§ Exercise instructions: Where a line below holds the string "Target", that line goes into the answer.

.....

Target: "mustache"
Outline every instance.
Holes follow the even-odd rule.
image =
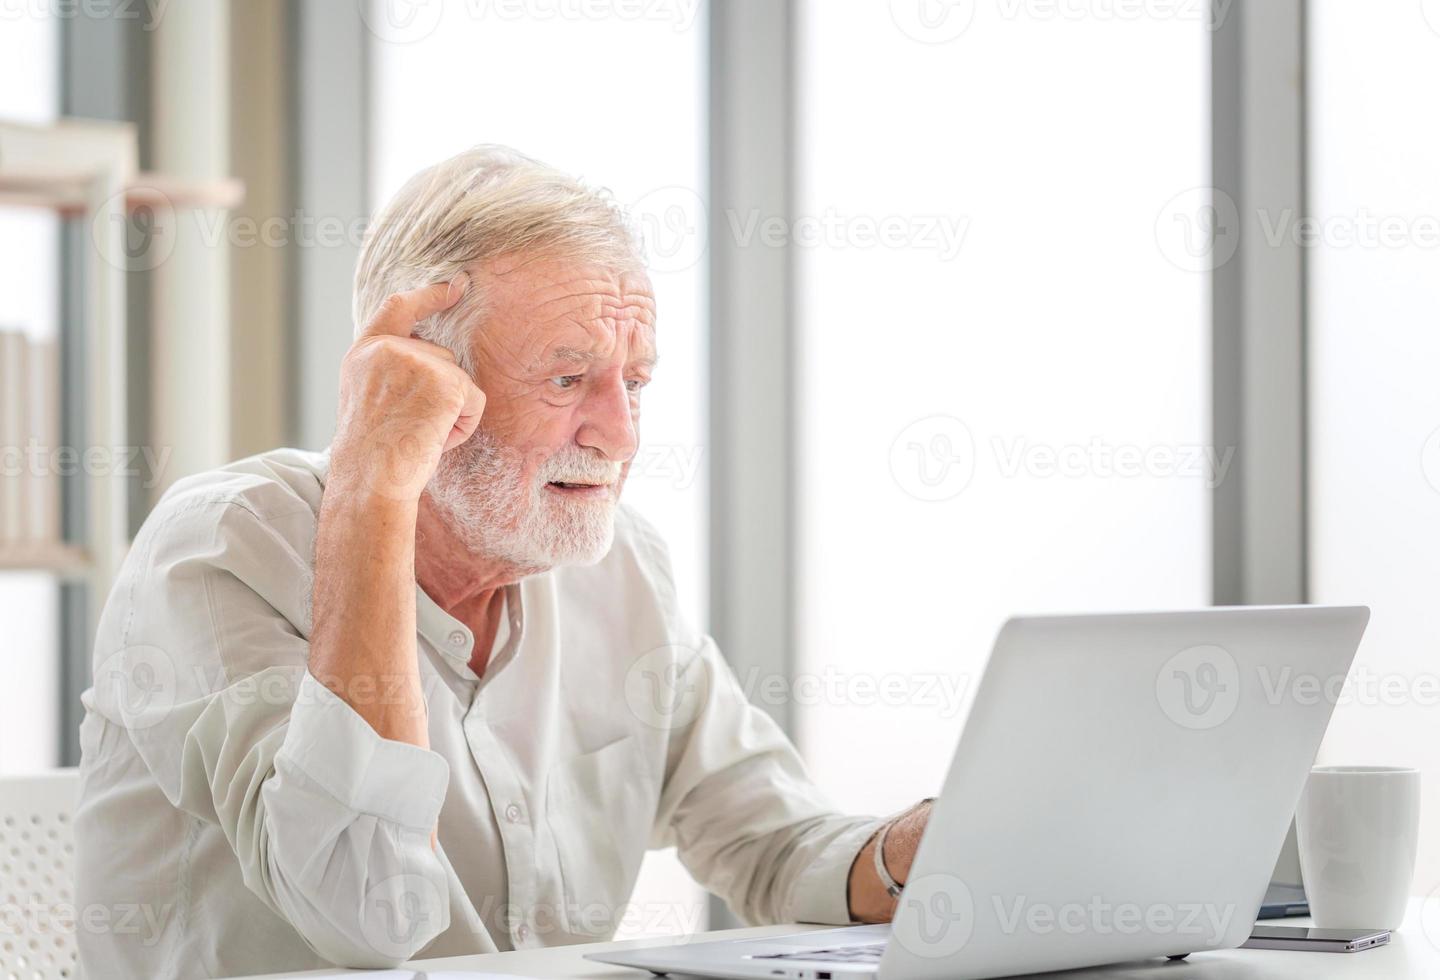
[[[540,465],[541,483],[617,483],[624,464],[595,453],[567,446]]]
[[[542,450],[532,450],[532,459]],[[507,446],[484,428],[440,459],[440,468],[470,477],[493,481],[503,473],[518,477],[525,469],[526,453]],[[623,460],[607,459],[598,450],[568,445],[534,463],[535,485],[547,483],[618,483],[625,468]]]

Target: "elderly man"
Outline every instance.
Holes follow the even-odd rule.
[[[836,813],[619,503],[656,317],[614,203],[504,148],[423,171],[355,322],[329,450],[177,483],[105,607],[85,974],[604,939],[672,845],[752,922],[887,919],[928,808]]]

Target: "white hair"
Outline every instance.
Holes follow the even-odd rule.
[[[415,174],[376,217],[355,269],[355,332],[391,293],[521,252],[612,266],[641,261],[628,217],[609,191],[507,146],[481,144]],[[483,292],[472,282],[460,302],[415,329],[472,375],[468,329],[484,310]]]

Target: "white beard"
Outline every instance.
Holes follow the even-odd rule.
[[[520,451],[476,430],[440,457],[426,492],[471,552],[534,573],[591,565],[610,551],[620,469],[619,463],[566,446],[540,465],[527,487]],[[612,481],[615,492],[600,500],[567,499],[546,489],[552,481]]]

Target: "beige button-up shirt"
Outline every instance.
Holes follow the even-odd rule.
[[[86,977],[604,939],[650,847],[751,922],[848,921],[877,821],[811,784],[626,507],[601,562],[508,587],[483,677],[417,586],[430,748],[377,735],[306,669],[327,464],[278,450],[181,481],[130,550],[83,696]]]

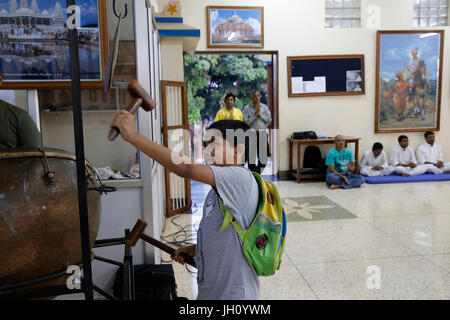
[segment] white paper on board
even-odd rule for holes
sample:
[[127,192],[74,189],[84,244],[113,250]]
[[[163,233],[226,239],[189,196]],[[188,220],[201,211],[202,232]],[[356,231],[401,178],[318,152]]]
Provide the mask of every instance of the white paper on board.
[[303,93],[303,77],[292,77],[292,93]]
[[327,77],[314,77],[316,92],[327,92]]
[[315,81],[304,81],[303,82],[303,90],[305,93],[317,92]]

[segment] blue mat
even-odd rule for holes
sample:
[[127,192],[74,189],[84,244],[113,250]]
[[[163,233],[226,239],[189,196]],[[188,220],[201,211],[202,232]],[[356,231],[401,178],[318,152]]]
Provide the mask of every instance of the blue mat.
[[383,177],[364,176],[364,180],[366,180],[366,183],[369,184],[450,181],[450,174],[421,174],[418,176],[402,177],[393,173],[389,176]]

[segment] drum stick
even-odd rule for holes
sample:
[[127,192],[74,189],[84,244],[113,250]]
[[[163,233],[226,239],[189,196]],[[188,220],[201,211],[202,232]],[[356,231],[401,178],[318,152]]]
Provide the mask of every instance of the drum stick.
[[[144,230],[146,227],[147,227],[147,222],[145,222],[142,219],[138,219],[135,226],[133,227],[133,230],[131,230],[130,234],[125,239],[125,244],[127,244],[130,247],[134,247],[136,245],[136,243],[138,242],[138,240],[142,239],[145,242],[148,242],[151,245],[161,249],[162,251],[167,252],[168,254],[170,254],[171,257],[173,257],[175,255],[175,249],[168,246],[165,243],[162,243],[161,241],[158,241],[158,240],[144,234]],[[181,255],[181,257],[183,257],[184,262],[186,262],[187,264],[196,268],[194,258],[192,258],[191,256],[189,256],[185,253],[181,253],[180,255]]]

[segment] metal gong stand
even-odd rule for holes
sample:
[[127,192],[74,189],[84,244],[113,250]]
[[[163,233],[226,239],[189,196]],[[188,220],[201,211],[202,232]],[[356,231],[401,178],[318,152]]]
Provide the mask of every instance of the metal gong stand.
[[[114,14],[116,13],[115,1],[113,2]],[[67,7],[76,6],[76,0],[67,0]],[[126,5],[125,5],[126,6]],[[125,7],[125,15],[127,15],[127,7]],[[102,261],[105,263],[117,265],[122,267],[122,299],[134,300],[135,299],[135,286],[134,286],[134,267],[133,256],[131,248],[124,242],[125,237],[129,234],[129,229],[125,229],[125,237],[97,240],[94,243],[94,248],[110,247],[117,245],[125,245],[123,262],[118,262],[96,256],[91,253],[89,242],[89,218],[88,218],[88,205],[87,205],[87,184],[85,174],[85,154],[84,154],[84,138],[83,138],[83,114],[81,107],[81,82],[80,82],[80,60],[79,60],[79,43],[78,43],[78,30],[76,28],[69,29],[69,46],[70,46],[70,65],[72,76],[72,102],[73,102],[73,122],[74,122],[74,134],[75,134],[75,154],[76,154],[76,167],[77,167],[77,185],[78,185],[78,206],[80,215],[80,234],[81,234],[81,252],[82,252],[82,277],[80,289],[69,289],[67,285],[49,286],[29,289],[27,287],[34,286],[39,283],[43,283],[48,280],[52,280],[64,275],[68,277],[70,274],[66,273],[66,270],[59,273],[48,275],[39,279],[26,281],[22,283],[16,283],[13,285],[0,287],[0,300],[20,300],[20,299],[33,299],[44,298],[58,295],[78,294],[84,293],[86,300],[94,299],[94,291],[98,292],[102,296],[110,300],[118,300],[112,295],[108,294],[104,290],[97,287],[92,281],[92,264],[91,259]],[[102,187],[101,187],[102,188]],[[104,188],[100,191],[113,192],[115,188]]]

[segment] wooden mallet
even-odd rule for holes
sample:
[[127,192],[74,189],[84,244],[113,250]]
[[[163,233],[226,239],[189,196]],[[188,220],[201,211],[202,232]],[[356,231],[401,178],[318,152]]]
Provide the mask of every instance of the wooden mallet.
[[[134,100],[128,106],[128,112],[135,114],[139,107],[142,107],[145,111],[149,112],[155,109],[156,103],[153,101],[152,97],[148,92],[137,82],[137,80],[132,80],[128,85],[128,92],[133,96]],[[108,140],[114,141],[120,134],[118,128],[113,127],[109,131]]]
[[[125,244],[130,247],[134,247],[136,245],[136,243],[138,242],[138,240],[142,239],[145,242],[148,242],[151,245],[161,249],[162,251],[167,252],[168,254],[170,254],[171,257],[175,255],[174,248],[144,234],[145,227],[147,227],[147,222],[145,222],[142,219],[138,219],[135,226],[133,227],[133,230],[131,230],[128,237],[126,237]],[[191,256],[188,256],[187,254],[184,254],[184,253],[181,253],[180,255],[183,257],[184,262],[186,262],[187,264],[196,268],[194,258],[192,258]]]

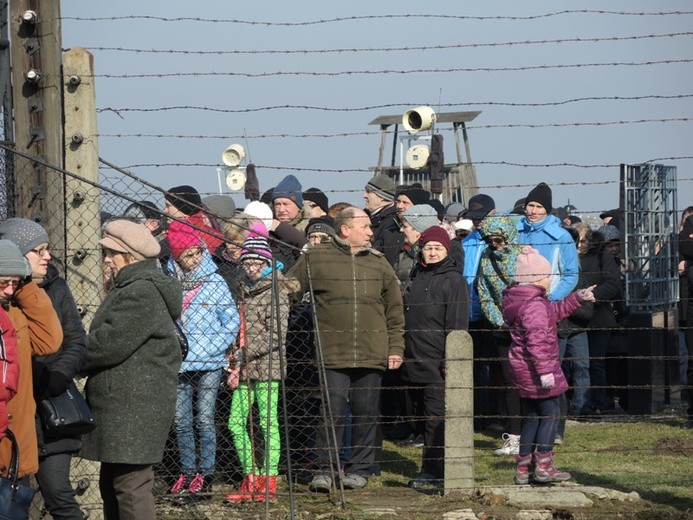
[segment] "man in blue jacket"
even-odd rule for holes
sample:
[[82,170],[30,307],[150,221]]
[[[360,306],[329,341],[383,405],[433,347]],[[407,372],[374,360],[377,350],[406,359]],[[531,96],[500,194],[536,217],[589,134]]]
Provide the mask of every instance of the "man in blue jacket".
[[517,231],[520,244],[532,246],[551,264],[548,297],[558,301],[575,289],[580,264],[570,233],[558,217],[550,214],[551,198],[551,188],[544,182],[537,184],[527,195],[525,216],[517,224]]

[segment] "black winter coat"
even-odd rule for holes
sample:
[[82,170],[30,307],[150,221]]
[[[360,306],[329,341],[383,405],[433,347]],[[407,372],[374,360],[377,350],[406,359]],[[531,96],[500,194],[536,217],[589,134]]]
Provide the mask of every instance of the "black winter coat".
[[[34,396],[37,400],[49,393],[47,380],[51,372],[57,371],[73,379],[82,370],[87,355],[87,333],[82,324],[82,317],[77,310],[70,287],[65,279],[59,276],[58,269],[53,264],[48,264],[48,274],[39,287],[46,291],[58,314],[63,328],[63,343],[56,353],[36,357],[33,360]],[[36,433],[39,457],[55,453],[73,453],[82,447],[79,436],[46,440],[38,415],[36,416]]]
[[393,205],[371,217],[371,229],[373,249],[385,255],[385,259],[391,266],[395,266],[402,247],[404,235],[400,229],[400,221],[397,218],[397,208]]
[[404,319],[402,378],[412,383],[441,383],[447,335],[469,326],[467,281],[453,258],[419,264],[404,293]]
[[599,248],[580,255],[580,266],[585,277],[585,287],[594,288],[594,311],[587,322],[588,329],[612,329],[618,326],[612,302],[623,298],[621,272],[618,261]]

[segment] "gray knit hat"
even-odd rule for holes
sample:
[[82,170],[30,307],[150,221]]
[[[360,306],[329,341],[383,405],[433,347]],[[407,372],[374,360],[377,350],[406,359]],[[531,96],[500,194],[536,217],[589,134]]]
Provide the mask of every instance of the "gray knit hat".
[[22,255],[49,242],[48,233],[43,226],[27,218],[8,218],[0,224],[0,238],[16,244]]
[[202,199],[209,212],[222,220],[231,220],[236,216],[236,203],[228,195],[209,195]]
[[31,274],[31,266],[27,262],[17,244],[9,240],[0,240],[0,276],[20,276],[25,278]]
[[440,224],[438,212],[433,206],[429,206],[428,204],[410,206],[402,216],[404,220],[409,222],[409,225],[419,233],[423,233],[428,228]]
[[161,246],[144,225],[131,220],[111,220],[103,230],[99,244],[119,253],[129,253],[138,260],[156,258]]
[[395,200],[395,181],[384,173],[374,175],[366,184],[366,189],[372,191],[383,200],[390,202]]
[[601,233],[601,235],[604,237],[604,242],[621,240],[621,232],[616,226],[612,226],[611,224],[605,224],[604,226],[598,228],[597,232]]

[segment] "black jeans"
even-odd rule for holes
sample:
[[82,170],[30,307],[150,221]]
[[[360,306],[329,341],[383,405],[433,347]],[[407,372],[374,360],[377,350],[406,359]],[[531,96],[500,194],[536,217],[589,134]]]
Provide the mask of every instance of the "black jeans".
[[70,483],[70,453],[56,453],[39,459],[36,480],[43,503],[55,520],[84,520]]
[[421,471],[445,478],[445,383],[410,384],[416,415],[424,421]]
[[[351,408],[351,457],[345,464],[345,473],[357,473],[368,478],[371,466],[375,461],[375,444],[377,421],[380,417],[380,384],[382,371],[370,368],[346,368],[325,370],[325,384],[332,412],[331,424],[323,424],[318,429],[316,450],[321,470],[329,470],[330,458],[335,458],[335,446],[332,436],[337,442],[337,451],[342,449],[344,438],[344,421]],[[336,464],[337,460],[333,460]]]
[[686,306],[686,344],[688,345],[688,420],[693,420],[693,265],[688,267],[688,305]]

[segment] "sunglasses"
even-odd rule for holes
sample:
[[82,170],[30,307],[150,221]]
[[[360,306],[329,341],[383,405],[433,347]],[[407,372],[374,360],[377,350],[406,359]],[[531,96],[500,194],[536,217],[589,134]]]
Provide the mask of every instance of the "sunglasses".
[[490,245],[499,246],[505,244],[505,239],[501,237],[484,237],[484,242]]

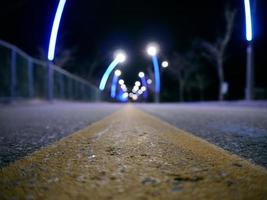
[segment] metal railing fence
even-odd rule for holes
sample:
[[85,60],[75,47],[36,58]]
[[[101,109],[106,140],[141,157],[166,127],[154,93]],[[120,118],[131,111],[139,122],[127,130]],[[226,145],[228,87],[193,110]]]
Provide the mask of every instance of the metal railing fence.
[[0,100],[96,101],[97,98],[97,88],[88,81],[0,40]]

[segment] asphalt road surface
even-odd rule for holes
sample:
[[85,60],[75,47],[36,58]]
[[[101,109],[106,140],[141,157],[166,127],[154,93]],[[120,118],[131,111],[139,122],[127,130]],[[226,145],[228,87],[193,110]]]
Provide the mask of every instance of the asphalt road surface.
[[[51,144],[122,108],[54,103],[0,107],[0,166]],[[216,104],[137,104],[154,116],[267,167],[267,109]]]
[[0,106],[0,167],[98,121],[121,105],[30,103]]
[[267,167],[266,104],[139,104],[138,107]]
[[132,105],[0,170],[1,199],[253,199],[267,170]]

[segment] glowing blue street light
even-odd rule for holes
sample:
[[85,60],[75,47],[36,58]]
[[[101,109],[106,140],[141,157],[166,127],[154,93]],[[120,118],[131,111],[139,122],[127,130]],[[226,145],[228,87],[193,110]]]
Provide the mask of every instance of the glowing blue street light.
[[247,41],[251,41],[253,37],[253,31],[252,31],[250,0],[244,0],[244,3],[245,3],[245,14],[246,14],[246,38]]
[[156,102],[159,102],[160,94],[160,72],[159,72],[159,62],[157,58],[158,48],[155,44],[151,44],[147,48],[147,53],[152,57],[152,62],[154,65],[155,73],[155,92],[156,92]]
[[121,71],[120,70],[116,70],[114,72],[114,76],[113,76],[113,79],[112,79],[112,85],[111,85],[111,91],[110,91],[110,96],[112,98],[116,97],[117,83],[118,83],[118,79],[119,79],[120,75],[121,75]]
[[50,35],[50,42],[49,42],[49,49],[48,49],[48,60],[52,61],[54,60],[55,57],[55,48],[56,48],[56,42],[57,42],[57,35],[58,35],[58,28],[60,25],[62,13],[64,10],[66,4],[66,0],[60,0],[58,7],[57,7],[57,12],[54,18],[54,23]]
[[152,61],[155,70],[156,92],[160,93],[160,73],[159,73],[159,62],[157,56],[152,56]]
[[254,66],[253,66],[253,30],[252,30],[252,13],[250,0],[244,0],[246,15],[246,39],[247,45],[247,70],[246,70],[246,89],[245,98],[250,101],[254,96]]
[[129,98],[128,92],[125,92],[122,88],[120,88],[117,100],[120,102],[127,102],[128,98]]
[[104,73],[100,85],[99,85],[99,89],[101,91],[103,91],[106,87],[106,83],[108,81],[108,78],[111,74],[111,72],[113,71],[113,69],[119,64],[119,63],[123,63],[126,60],[126,55],[123,52],[118,52],[116,54],[115,59],[112,61],[112,63],[108,66],[106,72]]

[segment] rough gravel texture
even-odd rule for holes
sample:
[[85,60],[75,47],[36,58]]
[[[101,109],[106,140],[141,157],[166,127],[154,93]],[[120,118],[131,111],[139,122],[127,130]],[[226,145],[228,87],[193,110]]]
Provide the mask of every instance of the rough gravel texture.
[[267,167],[267,104],[139,104],[138,107],[225,150]]
[[120,105],[56,102],[0,106],[0,167],[102,119]]
[[242,199],[267,171],[127,106],[0,171],[2,199]]
[[[266,103],[136,104],[178,128],[267,167]],[[0,167],[119,110],[119,104],[0,105]]]

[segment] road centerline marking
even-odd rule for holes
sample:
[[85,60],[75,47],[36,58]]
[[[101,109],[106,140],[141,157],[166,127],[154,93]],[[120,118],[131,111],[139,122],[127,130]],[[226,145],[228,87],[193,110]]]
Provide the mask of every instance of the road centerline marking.
[[3,199],[264,199],[266,169],[133,106],[1,169]]

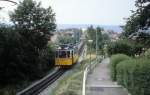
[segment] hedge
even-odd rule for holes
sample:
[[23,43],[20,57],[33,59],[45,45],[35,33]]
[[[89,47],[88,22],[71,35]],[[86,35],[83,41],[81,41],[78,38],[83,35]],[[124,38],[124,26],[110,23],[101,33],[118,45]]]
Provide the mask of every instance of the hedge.
[[111,78],[113,81],[116,80],[116,66],[119,62],[130,59],[129,56],[124,54],[116,54],[111,56]]
[[142,52],[143,45],[135,44],[129,40],[118,40],[116,42],[111,42],[108,44],[108,54],[126,54],[128,56],[135,56],[135,54],[140,54]]
[[147,51],[145,51],[144,56],[150,58],[150,48]]
[[132,95],[150,95],[150,59],[130,59],[117,67],[117,81]]

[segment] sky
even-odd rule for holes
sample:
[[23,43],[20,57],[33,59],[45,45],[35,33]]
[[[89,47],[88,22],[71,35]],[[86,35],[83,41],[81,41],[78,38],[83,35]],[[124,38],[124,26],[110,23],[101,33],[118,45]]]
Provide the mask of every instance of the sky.
[[[19,1],[19,0],[12,0]],[[135,0],[36,0],[41,1],[43,7],[51,6],[56,13],[57,24],[99,24],[123,25],[135,10]],[[8,21],[8,12],[16,6],[0,1],[0,6],[6,6],[0,11],[0,18]]]

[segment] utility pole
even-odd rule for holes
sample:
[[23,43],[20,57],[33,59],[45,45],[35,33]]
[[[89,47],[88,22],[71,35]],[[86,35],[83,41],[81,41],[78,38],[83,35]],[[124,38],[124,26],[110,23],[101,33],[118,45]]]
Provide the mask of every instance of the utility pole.
[[89,42],[89,44],[90,44],[90,72],[91,72],[91,70],[92,70],[92,68],[91,68],[91,65],[92,65],[92,62],[91,62],[91,46],[92,46],[92,42],[93,42],[93,40],[88,40],[88,42]]
[[98,38],[97,38],[98,36],[97,36],[97,31],[98,31],[98,29],[96,29],[96,33],[95,33],[96,34],[96,64],[97,64],[97,55],[98,55],[98,43],[97,43],[98,42],[97,41],[98,40]]

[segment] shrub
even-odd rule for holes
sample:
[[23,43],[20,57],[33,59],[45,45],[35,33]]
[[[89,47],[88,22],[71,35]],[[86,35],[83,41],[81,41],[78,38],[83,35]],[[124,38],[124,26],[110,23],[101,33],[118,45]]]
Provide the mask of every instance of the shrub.
[[117,81],[132,95],[150,95],[150,59],[130,59],[117,65]]
[[148,49],[145,53],[144,56],[147,58],[150,58],[150,49]]
[[113,81],[116,80],[116,66],[118,63],[121,61],[130,59],[129,56],[124,55],[124,54],[117,54],[117,55],[112,55],[111,57],[111,78]]
[[113,55],[121,53],[126,55],[132,55],[130,52],[131,48],[132,46],[129,43],[124,40],[119,40],[108,44],[108,54]]
[[116,79],[117,82],[121,85],[123,85],[124,87],[128,88],[128,90],[131,90],[131,87],[133,87],[133,83],[132,83],[132,73],[135,69],[135,60],[130,59],[130,60],[124,60],[122,62],[120,62],[117,67],[117,75],[116,75]]
[[37,80],[53,66],[51,46],[36,48],[13,27],[0,25],[0,86]]
[[135,54],[140,54],[142,52],[143,45],[135,44],[128,40],[118,40],[108,44],[108,54],[126,54],[129,56],[134,56]]

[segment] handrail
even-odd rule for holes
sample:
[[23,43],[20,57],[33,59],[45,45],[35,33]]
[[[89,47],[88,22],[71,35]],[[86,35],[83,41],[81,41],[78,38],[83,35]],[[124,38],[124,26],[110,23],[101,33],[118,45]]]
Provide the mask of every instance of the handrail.
[[88,71],[88,68],[85,69],[84,74],[83,74],[82,95],[85,95],[85,83],[87,79],[87,71]]
[[[99,59],[101,59],[101,58],[99,58]],[[93,68],[95,68],[96,67],[96,65],[97,64],[94,64],[94,63],[96,63],[95,61],[93,61],[92,62],[92,64],[91,64],[91,70],[93,69]],[[86,80],[87,80],[87,74],[89,73],[89,72],[91,72],[90,71],[90,65],[88,65],[86,68],[85,68],[85,70],[84,70],[84,73],[83,73],[83,84],[82,84],[82,95],[86,95]]]

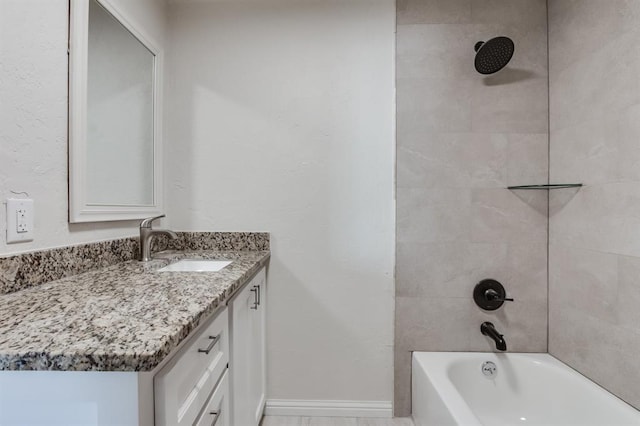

.....

§ Answer to this task:
Target: "mustache"
Target: "elderly man"
Target: "white hair"
Target: "white beard"
Target: "beige button-up shirt"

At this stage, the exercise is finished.